*What you need to do*. Output, word for word, the span of lines that starts at the one containing "Target: dark blurred horse body in foreground" and ends at the last line of the records.

*** Block opens ***

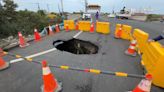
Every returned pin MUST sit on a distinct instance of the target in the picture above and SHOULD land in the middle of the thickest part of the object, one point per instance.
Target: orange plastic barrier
(84, 25)
(103, 27)
(126, 31)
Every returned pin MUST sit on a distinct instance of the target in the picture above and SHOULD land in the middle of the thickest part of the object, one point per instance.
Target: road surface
(27, 76)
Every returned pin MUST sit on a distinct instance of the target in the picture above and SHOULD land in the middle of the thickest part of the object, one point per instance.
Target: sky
(153, 6)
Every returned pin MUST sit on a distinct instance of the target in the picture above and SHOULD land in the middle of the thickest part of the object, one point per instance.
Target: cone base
(127, 53)
(22, 46)
(116, 37)
(59, 88)
(4, 66)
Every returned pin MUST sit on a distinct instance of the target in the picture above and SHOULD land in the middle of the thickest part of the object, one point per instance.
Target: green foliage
(12, 21)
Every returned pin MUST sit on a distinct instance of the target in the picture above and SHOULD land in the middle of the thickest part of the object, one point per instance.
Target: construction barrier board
(70, 23)
(103, 27)
(84, 25)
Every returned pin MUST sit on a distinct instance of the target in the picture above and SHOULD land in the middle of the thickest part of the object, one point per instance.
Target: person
(158, 38)
(97, 15)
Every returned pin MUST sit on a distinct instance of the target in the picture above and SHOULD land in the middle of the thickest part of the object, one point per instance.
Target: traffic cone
(67, 28)
(119, 32)
(77, 26)
(3, 64)
(22, 42)
(144, 85)
(50, 30)
(36, 35)
(57, 28)
(132, 48)
(49, 81)
(92, 28)
(1, 52)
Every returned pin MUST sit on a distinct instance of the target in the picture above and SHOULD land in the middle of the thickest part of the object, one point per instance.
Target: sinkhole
(76, 46)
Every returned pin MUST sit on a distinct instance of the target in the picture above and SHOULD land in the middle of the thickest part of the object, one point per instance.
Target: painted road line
(41, 53)
(34, 55)
(77, 34)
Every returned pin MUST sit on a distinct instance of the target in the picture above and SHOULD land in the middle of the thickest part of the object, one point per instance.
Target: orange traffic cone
(77, 26)
(49, 81)
(50, 30)
(119, 32)
(57, 28)
(22, 42)
(131, 50)
(1, 52)
(92, 28)
(3, 64)
(67, 28)
(36, 35)
(144, 85)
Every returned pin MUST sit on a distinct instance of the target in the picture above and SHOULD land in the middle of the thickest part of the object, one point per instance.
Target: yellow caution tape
(64, 67)
(5, 52)
(18, 56)
(121, 74)
(29, 59)
(95, 71)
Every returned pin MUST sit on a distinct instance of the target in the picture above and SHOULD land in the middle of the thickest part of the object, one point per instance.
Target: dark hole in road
(76, 46)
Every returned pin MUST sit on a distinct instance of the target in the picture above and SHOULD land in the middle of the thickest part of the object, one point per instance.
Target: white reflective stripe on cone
(133, 42)
(132, 47)
(46, 71)
(50, 28)
(145, 85)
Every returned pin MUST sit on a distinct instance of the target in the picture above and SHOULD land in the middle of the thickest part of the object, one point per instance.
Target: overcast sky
(156, 6)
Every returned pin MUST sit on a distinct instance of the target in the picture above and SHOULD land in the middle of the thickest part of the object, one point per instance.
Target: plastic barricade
(103, 27)
(84, 25)
(152, 56)
(126, 31)
(70, 24)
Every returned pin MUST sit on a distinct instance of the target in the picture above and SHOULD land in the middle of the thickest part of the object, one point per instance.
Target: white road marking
(34, 55)
(40, 53)
(77, 34)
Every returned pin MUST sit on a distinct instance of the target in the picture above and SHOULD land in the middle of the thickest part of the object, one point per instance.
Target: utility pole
(62, 6)
(48, 9)
(38, 6)
(86, 4)
(59, 9)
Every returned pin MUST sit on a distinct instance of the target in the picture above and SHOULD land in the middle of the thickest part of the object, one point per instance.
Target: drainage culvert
(76, 46)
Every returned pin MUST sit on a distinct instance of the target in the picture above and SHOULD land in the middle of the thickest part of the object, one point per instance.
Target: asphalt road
(27, 76)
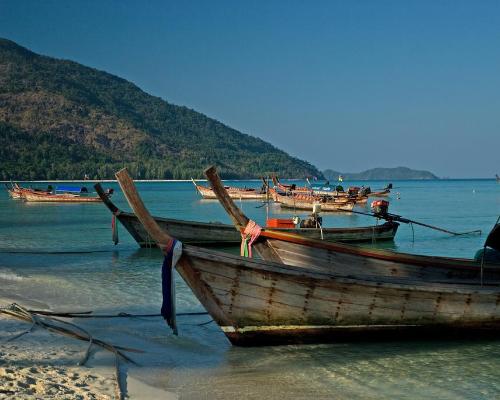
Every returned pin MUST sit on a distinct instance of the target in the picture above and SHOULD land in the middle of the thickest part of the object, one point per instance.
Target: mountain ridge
(396, 173)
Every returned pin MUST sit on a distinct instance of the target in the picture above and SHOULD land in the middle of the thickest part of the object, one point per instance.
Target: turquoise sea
(61, 256)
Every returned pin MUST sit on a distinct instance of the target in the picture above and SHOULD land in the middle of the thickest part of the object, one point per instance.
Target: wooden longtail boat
(234, 192)
(289, 188)
(17, 192)
(215, 233)
(59, 198)
(382, 193)
(306, 202)
(260, 302)
(14, 191)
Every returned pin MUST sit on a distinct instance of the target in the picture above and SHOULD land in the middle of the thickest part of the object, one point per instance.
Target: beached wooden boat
(234, 192)
(216, 233)
(307, 201)
(59, 198)
(260, 302)
(348, 260)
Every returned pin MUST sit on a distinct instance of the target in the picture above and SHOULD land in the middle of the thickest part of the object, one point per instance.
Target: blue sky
(347, 85)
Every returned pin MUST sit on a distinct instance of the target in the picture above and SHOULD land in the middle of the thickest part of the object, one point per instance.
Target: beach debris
(57, 325)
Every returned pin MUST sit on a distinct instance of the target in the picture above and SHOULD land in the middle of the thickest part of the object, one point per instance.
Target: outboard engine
(380, 207)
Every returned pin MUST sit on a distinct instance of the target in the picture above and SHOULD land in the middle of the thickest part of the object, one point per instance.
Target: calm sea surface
(61, 256)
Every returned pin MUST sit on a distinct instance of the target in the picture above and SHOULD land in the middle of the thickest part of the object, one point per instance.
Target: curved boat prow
(239, 219)
(162, 238)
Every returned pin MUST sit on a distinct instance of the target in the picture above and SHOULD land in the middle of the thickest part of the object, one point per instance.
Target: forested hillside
(62, 120)
(381, 174)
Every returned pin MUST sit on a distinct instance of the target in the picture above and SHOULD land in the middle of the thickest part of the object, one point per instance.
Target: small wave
(10, 276)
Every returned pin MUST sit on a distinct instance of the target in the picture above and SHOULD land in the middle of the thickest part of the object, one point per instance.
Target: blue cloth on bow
(168, 289)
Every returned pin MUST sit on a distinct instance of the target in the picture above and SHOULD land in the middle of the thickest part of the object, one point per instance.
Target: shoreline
(43, 364)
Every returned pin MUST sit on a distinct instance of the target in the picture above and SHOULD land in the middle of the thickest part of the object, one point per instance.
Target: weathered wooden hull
(348, 260)
(58, 198)
(208, 193)
(211, 233)
(257, 302)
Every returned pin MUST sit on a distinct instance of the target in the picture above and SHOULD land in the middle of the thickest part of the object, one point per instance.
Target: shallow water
(61, 256)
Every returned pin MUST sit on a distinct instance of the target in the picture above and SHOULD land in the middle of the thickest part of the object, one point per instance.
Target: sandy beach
(45, 365)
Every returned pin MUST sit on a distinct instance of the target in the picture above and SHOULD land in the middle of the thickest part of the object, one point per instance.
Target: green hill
(398, 173)
(60, 119)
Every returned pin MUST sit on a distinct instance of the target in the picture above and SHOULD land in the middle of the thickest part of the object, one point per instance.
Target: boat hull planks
(258, 303)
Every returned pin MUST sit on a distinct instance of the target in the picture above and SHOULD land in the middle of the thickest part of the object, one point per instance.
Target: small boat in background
(17, 192)
(381, 193)
(264, 301)
(216, 233)
(234, 192)
(308, 201)
(63, 194)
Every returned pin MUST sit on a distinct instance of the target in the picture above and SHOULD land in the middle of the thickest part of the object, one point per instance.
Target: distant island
(62, 120)
(398, 173)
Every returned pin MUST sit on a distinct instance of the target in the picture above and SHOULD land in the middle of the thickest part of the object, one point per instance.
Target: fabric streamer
(173, 253)
(248, 237)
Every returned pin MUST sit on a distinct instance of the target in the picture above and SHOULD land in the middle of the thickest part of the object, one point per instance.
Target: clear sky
(347, 85)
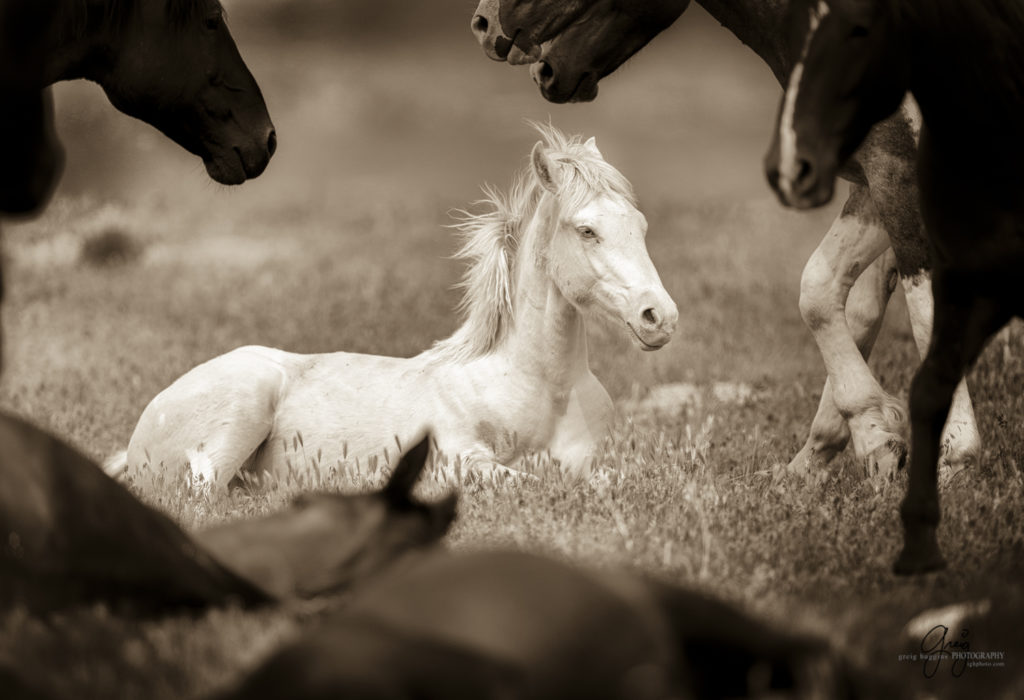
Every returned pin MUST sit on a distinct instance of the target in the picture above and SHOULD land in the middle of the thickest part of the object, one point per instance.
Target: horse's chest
(525, 424)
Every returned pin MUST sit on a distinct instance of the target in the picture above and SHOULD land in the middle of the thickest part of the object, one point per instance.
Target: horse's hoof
(921, 555)
(886, 460)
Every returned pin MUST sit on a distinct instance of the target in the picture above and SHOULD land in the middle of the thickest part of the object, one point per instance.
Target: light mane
(491, 239)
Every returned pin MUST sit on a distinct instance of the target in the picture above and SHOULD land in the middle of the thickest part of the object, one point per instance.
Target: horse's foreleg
(845, 335)
(961, 440)
(864, 312)
(963, 324)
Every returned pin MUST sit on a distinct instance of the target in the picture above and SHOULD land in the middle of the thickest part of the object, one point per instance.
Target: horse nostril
(805, 173)
(546, 74)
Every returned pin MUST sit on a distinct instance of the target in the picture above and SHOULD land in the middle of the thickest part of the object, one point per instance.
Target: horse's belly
(347, 411)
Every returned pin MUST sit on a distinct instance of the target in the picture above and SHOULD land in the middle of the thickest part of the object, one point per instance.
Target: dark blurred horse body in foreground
(847, 282)
(326, 542)
(171, 63)
(509, 624)
(964, 62)
(70, 535)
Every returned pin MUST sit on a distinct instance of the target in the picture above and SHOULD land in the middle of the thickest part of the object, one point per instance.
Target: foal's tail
(116, 464)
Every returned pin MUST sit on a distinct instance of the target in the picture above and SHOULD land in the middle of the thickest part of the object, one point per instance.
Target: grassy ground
(141, 269)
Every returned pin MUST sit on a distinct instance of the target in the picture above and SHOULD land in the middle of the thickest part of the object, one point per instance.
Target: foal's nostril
(545, 74)
(805, 172)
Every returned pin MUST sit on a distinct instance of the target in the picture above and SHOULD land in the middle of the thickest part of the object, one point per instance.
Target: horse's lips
(644, 345)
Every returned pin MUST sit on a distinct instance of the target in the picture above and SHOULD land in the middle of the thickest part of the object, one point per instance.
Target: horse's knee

*** Block closes ***

*Answer box*.
Target: dark blurred horse body in foreground
(847, 282)
(326, 542)
(171, 63)
(509, 624)
(964, 62)
(70, 535)
Every returned pin MUST sit on a distinct instance of the target in the picture above and SHOULD land in the middle of the thickest part of the object, one point per instance.
Target: foal's tail
(116, 464)
Every returned pin MUST sit on a distinct instance of the target in the picture above and SHOULD land in the middle of the thickest part of the object, one point per instance.
Target: grassy ground
(141, 269)
Every returned pin MUST sit on a distinct instance of the target in the picture above and SHOULD land in the middle of the thickest part of the object, one point per instance.
Target: foal's nostril
(545, 74)
(805, 172)
Every returned pin MUST sit on a distinct instance of the target in the picture above and SHOULD land in the middle of the thickest part of the object, one point per instance.
Target: horse's lips
(644, 345)
Every returned pin MUST sit on a distinct instance of the target in the picture above and SHOULD land in the middle of the thickest part of the object, one point per instance.
Target: horse's knee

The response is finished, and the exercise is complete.